# Yampa at 20,000 to 25,000 cfs



## kwagunt2001 (Jun 9, 2008)

Warm Springs easier?
"Hell no"! in my opinion. But it's been 15+ years since I've seen Warm Springs at 20K+ and all of our boats did just fine.

There will be more water keeping you out in the middle, harder to break those top laterals and get right; getting sucked into the land of the giants and leading you into the Maytag Hole. It will be loud and fast.

Pucker Up, do a downstream ferry to blast those top laterals and ride the choppy water along the right bank. Don't get bounced off the bank and sucked back into the main current because we all know where that leads.

Walk the kids and have rescue boats ready. 

The rock garden below the hole will be easier though!

Have Fun.

The NPS website for Dinosaur has some high water Warm Springs pics from 83-84 that are cool. Check them out.


----------



## David L (Feb 13, 2004)

I'll disagree with that. My experience is that the right side of Warm Springs is not hard to do at flows above 20,000. It's much easier to get into when flows get above 10-13,000. 

We were just there at something in the upper teens of flow. All of our boatmen commented that there was no problem getting into the right side to set up for the wave coming off the lower right, just above the Maytag hole in the center. And, there was a lot of space in the right side, so we didn't have to get real close to the bank. I'd say we were about 10 feet off shore. Our boats hit that lower right wave in a variety of places, and all came through straight. We had no problem avoiding the Maytag hole.

I've been to Warm Springs in recent years when the flows were above 20,000. You will still find a lateral at the top above the right side. But, it's smaller than it is at lower flows. Scout carefully, looking for your crossover point. Even if you miss breaking over the lateral, you will have time to face left and make pulls to the right.

Stored records:
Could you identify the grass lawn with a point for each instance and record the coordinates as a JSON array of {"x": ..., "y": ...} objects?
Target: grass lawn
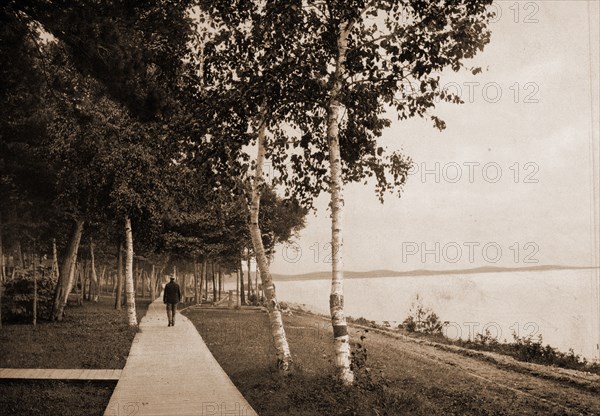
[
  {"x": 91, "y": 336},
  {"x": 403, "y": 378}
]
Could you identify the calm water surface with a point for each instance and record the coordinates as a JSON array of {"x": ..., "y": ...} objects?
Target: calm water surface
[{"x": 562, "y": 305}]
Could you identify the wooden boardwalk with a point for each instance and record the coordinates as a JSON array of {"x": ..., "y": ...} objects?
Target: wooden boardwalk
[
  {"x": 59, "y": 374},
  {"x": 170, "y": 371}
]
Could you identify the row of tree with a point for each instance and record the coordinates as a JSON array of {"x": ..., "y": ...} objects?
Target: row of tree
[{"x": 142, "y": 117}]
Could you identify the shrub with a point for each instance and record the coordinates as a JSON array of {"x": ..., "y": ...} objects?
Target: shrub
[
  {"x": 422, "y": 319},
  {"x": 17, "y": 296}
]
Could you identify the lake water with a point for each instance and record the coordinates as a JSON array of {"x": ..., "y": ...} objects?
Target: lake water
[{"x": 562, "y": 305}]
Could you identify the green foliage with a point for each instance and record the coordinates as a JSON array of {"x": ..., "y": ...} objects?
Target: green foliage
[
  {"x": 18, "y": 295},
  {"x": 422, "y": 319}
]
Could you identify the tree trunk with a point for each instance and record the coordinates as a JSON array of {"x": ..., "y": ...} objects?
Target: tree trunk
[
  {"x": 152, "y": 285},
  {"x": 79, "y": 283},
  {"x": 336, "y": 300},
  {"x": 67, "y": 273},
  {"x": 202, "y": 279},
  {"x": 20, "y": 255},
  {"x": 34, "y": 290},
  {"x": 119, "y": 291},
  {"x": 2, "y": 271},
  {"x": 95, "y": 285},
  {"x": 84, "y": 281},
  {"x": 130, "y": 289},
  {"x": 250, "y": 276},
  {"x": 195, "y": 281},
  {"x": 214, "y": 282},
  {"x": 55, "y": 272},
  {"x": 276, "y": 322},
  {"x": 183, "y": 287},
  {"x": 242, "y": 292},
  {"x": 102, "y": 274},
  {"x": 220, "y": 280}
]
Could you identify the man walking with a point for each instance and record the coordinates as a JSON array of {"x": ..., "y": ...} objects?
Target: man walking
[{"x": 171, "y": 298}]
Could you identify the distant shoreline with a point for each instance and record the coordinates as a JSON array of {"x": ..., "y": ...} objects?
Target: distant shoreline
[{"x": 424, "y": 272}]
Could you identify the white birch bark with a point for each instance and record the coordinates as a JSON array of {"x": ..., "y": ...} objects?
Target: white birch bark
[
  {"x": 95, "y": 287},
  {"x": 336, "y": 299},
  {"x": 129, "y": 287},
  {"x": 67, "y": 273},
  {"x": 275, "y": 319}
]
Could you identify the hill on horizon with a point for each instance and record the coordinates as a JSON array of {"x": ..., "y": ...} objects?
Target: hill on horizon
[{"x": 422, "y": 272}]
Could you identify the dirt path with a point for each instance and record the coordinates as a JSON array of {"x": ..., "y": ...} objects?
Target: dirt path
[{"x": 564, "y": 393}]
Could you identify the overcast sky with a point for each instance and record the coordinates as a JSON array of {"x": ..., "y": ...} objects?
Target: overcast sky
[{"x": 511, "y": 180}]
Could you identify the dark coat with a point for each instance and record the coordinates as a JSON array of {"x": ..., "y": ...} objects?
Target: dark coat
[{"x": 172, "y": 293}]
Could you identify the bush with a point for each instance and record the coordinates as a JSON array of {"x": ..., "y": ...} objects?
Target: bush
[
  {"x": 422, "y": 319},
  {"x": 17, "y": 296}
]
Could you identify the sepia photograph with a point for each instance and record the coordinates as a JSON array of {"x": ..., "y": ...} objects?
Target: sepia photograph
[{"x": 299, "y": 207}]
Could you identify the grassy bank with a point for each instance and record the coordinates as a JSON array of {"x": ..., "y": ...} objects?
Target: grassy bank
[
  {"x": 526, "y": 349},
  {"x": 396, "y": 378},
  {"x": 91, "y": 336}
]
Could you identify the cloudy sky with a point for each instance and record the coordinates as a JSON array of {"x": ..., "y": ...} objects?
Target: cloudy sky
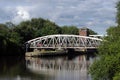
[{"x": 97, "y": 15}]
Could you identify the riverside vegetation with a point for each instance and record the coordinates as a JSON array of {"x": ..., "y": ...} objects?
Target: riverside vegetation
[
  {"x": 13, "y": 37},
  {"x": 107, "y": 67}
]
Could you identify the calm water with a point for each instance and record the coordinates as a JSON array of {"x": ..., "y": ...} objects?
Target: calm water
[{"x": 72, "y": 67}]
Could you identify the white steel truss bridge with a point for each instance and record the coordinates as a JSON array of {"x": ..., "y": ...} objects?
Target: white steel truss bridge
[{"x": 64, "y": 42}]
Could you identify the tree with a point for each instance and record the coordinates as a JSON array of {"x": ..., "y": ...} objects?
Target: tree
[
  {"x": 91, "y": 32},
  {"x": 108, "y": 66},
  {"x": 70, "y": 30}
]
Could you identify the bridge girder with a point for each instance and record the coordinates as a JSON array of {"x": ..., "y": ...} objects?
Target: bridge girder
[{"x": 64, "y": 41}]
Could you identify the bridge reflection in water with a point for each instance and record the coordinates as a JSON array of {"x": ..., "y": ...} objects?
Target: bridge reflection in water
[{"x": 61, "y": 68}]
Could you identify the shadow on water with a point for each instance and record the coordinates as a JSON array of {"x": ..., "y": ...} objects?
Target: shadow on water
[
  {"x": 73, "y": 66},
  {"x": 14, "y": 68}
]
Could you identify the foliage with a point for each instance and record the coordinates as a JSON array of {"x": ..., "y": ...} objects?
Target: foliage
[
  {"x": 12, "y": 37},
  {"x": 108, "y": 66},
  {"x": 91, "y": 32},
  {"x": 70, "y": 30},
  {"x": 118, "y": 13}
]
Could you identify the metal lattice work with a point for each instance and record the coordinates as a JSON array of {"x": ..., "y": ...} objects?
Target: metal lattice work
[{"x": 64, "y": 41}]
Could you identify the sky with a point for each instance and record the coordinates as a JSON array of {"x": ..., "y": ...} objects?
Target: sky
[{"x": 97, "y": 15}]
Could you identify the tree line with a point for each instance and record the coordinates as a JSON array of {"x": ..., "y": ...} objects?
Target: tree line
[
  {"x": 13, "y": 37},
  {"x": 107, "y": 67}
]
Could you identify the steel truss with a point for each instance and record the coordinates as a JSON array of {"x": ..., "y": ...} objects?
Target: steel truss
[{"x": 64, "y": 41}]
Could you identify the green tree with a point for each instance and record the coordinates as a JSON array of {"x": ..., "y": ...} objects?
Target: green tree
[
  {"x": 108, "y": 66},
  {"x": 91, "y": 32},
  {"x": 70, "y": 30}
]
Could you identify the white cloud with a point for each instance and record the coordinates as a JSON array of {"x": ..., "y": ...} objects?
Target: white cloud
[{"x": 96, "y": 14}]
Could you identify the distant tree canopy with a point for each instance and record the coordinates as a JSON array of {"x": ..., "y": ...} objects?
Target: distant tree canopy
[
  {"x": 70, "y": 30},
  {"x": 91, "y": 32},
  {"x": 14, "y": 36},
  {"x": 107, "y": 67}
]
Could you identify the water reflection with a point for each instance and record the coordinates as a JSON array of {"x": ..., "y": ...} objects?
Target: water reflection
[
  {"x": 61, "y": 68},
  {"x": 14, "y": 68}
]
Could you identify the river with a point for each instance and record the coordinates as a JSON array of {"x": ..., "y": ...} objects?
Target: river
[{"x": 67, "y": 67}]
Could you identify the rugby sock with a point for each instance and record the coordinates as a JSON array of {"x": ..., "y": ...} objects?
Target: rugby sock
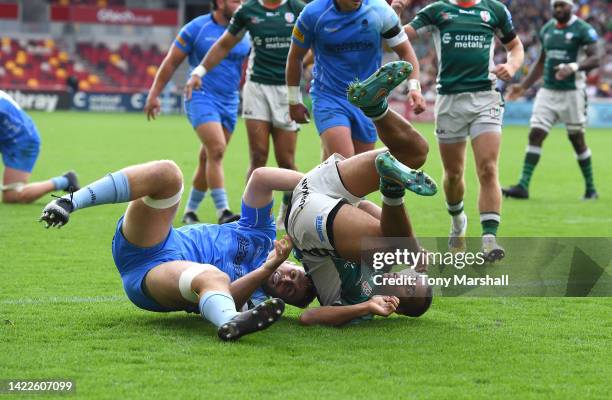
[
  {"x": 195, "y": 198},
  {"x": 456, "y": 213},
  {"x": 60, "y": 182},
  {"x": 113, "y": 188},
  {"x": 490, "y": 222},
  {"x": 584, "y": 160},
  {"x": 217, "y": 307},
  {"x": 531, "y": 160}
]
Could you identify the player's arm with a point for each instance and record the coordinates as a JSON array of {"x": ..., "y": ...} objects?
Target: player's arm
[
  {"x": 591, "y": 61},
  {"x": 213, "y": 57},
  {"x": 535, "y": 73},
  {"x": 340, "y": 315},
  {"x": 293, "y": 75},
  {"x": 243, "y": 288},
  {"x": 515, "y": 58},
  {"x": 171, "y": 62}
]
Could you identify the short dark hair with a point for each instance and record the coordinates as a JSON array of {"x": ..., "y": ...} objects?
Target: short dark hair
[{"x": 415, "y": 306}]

STATED PROBLEM 1
In the Yampa high-water thread, about how far off shore were David L's boats on the right side of Warm Springs?
STATED PROBLEM 2
Carry on the Yampa high-water thread, picking up right after its final sentence.
This data stands apart from the Yampa high-water thread and is not part of it.

RESULT 1
About 10 feet off shore.

RESULT 2
Should you choose to do so, you can look at running the right side of the wave train itself, not too far into the center of it, so that you can still pull out when you feel you need to, to avoid going straight into the Maytag hole.

The key to Warm Springs at current and higher flows is not so much if and how you'll get into the right side, but what part of the lower right wave you'll want to hit.

I don't mean to say the W.S. is inconsequential when flows are in the 20's. It is, however, not as difficult to take it with a safe, conservative run as when flows are lower.

Furthermore, the island below is covered. Also, anybody who chooses to walk can easily be picked up at the W.S. camp.

Watch out for Surprise hole/wave just around the bend! One of our guys, a Yampa first-timer, thought he was done and got prematurely evacuated from his boat when he hit that.

As for the rest of Yampa, Tepee is very scoutable and a simple run to the right of the hole with a long stretch of small waves below. Little Joe has a hole on the lower left to avoid. Big Joe is a good right side run down the wave train. Flow averages about 7-8 mph.

Lastly, bring some kind of rubber boot for all the wetness you'll have around your boat parking.


----------



## earthNRG (Oct 24, 2003)

Seriously, another Yampa high water thread? Admin, can you link all 42 Yampa threads started in the past month and make it sticky? It's obviously a popular topic...


----------



## David L (Feb 13, 2004)

A new thread with every 5,000 cfs increase.


----------



## Rich (Sep 14, 2006)

David L said:


> A new thread with every 5,000 cfs increase.


At 30k the question will be who to call to pick up cancellations?


----------



## Emmielou (May 1, 2007)

27-footer endoing in Warm Springs in 1984...


----------



## DavidaElliott (Jun 15, 2011)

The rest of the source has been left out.